▶ [AIM OF THE TASK]:
Return every line of the listing below so that it matches the original exactly.

▶ [TASK INPUTS]:
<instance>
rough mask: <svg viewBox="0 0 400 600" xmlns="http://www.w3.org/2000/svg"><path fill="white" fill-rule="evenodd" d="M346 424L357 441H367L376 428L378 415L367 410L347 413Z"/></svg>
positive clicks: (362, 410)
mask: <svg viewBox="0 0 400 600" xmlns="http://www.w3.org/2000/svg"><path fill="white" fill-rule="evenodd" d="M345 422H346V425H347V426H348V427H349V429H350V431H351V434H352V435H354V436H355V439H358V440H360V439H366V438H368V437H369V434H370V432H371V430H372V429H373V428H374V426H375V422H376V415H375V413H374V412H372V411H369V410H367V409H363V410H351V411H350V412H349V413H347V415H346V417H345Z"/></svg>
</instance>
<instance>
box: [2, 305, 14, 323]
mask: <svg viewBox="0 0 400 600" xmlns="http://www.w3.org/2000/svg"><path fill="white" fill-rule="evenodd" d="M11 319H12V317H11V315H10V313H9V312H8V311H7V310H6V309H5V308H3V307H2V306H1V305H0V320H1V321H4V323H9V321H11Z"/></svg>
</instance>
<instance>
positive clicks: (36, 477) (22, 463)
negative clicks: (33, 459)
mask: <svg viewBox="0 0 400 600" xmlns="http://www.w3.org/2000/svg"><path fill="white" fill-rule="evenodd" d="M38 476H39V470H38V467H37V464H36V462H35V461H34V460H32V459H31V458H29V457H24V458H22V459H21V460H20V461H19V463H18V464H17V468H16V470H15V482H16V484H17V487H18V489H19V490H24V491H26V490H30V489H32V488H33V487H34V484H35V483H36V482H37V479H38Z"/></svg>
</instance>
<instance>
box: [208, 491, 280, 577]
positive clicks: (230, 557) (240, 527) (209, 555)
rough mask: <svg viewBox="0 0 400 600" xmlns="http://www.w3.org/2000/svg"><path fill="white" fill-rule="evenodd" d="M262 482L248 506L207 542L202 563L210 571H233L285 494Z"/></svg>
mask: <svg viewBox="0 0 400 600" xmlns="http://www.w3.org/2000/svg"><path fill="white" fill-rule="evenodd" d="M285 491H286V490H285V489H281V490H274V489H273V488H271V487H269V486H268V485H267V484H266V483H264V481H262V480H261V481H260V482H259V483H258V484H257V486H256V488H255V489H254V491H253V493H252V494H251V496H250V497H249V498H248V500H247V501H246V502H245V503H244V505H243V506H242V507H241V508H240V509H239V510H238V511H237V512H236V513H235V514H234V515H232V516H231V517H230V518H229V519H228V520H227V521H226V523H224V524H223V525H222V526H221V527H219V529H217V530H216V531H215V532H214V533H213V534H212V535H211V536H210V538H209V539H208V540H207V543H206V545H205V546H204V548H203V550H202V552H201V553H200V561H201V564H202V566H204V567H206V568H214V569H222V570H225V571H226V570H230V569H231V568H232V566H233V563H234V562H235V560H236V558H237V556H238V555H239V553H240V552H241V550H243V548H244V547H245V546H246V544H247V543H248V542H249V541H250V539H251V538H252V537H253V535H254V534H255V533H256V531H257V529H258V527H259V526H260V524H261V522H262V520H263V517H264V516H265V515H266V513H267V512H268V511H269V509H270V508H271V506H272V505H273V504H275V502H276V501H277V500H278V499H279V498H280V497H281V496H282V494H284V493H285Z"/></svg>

▶ [SOLUTION FOR THIS PROBLEM]:
<instance>
rough mask: <svg viewBox="0 0 400 600" xmlns="http://www.w3.org/2000/svg"><path fill="white" fill-rule="evenodd" d="M346 424L357 441H367L376 428L378 415L367 410L347 413Z"/></svg>
positive clicks: (362, 410)
mask: <svg viewBox="0 0 400 600" xmlns="http://www.w3.org/2000/svg"><path fill="white" fill-rule="evenodd" d="M345 422H346V425H347V426H348V427H349V429H350V431H351V434H352V435H354V436H355V439H358V440H360V439H366V438H368V437H369V434H370V432H371V430H372V429H373V428H374V426H375V422H376V415H375V413H374V412H372V411H369V410H367V409H363V410H351V411H350V412H349V413H347V415H346V417H345Z"/></svg>
</instance>
<instance>
box: [2, 305, 14, 323]
mask: <svg viewBox="0 0 400 600" xmlns="http://www.w3.org/2000/svg"><path fill="white" fill-rule="evenodd" d="M11 319H12V317H11V315H10V313H9V312H8V311H7V310H6V309H5V308H3V307H2V306H1V305H0V320H1V321H4V323H9V321H11Z"/></svg>
</instance>
<instance>
positive clicks: (36, 477) (22, 463)
negative clicks: (33, 459)
mask: <svg viewBox="0 0 400 600" xmlns="http://www.w3.org/2000/svg"><path fill="white" fill-rule="evenodd" d="M38 476H39V470H38V467H37V464H36V462H35V461H34V460H32V459H31V458H29V457H24V458H22V459H21V460H20V461H19V463H18V464H17V468H16V470H15V482H16V484H17V487H18V489H19V490H24V491H26V490H30V489H32V488H33V487H34V484H35V483H36V482H37V479H38Z"/></svg>
</instance>
<instance>
box: [208, 491, 280, 577]
positive clicks: (230, 557) (240, 527) (209, 555)
rough mask: <svg viewBox="0 0 400 600" xmlns="http://www.w3.org/2000/svg"><path fill="white" fill-rule="evenodd" d="M262 482L248 506L207 542L202 563L210 571H233L285 494Z"/></svg>
mask: <svg viewBox="0 0 400 600" xmlns="http://www.w3.org/2000/svg"><path fill="white" fill-rule="evenodd" d="M285 491H286V490H285V489H281V490H274V489H273V488H271V487H269V486H268V485H267V484H266V483H264V481H262V480H261V481H260V482H259V483H258V484H257V486H256V488H255V489H254V491H253V493H252V494H251V496H250V497H249V498H248V500H247V501H246V502H245V503H244V505H243V506H242V507H241V508H240V509H239V510H238V511H237V512H236V513H235V514H234V515H232V516H231V517H230V518H229V519H228V520H227V521H226V523H224V524H223V525H222V526H221V527H219V529H217V530H216V531H215V532H214V533H213V534H212V535H211V536H210V538H209V539H208V540H207V543H206V545H205V546H204V548H203V550H202V552H201V553H200V561H201V564H202V566H204V567H206V568H214V569H222V570H225V571H226V570H230V569H231V568H232V566H233V563H234V562H235V560H236V558H237V556H238V555H239V553H240V552H241V550H243V548H244V547H245V546H246V544H247V543H248V542H249V541H250V539H251V538H252V537H253V535H254V534H255V533H256V531H257V529H258V527H259V526H260V524H261V522H262V520H263V517H264V516H265V515H266V513H267V512H268V511H269V509H270V508H271V506H272V505H273V504H275V502H276V501H277V500H278V499H279V498H280V497H281V496H282V494H284V493H285Z"/></svg>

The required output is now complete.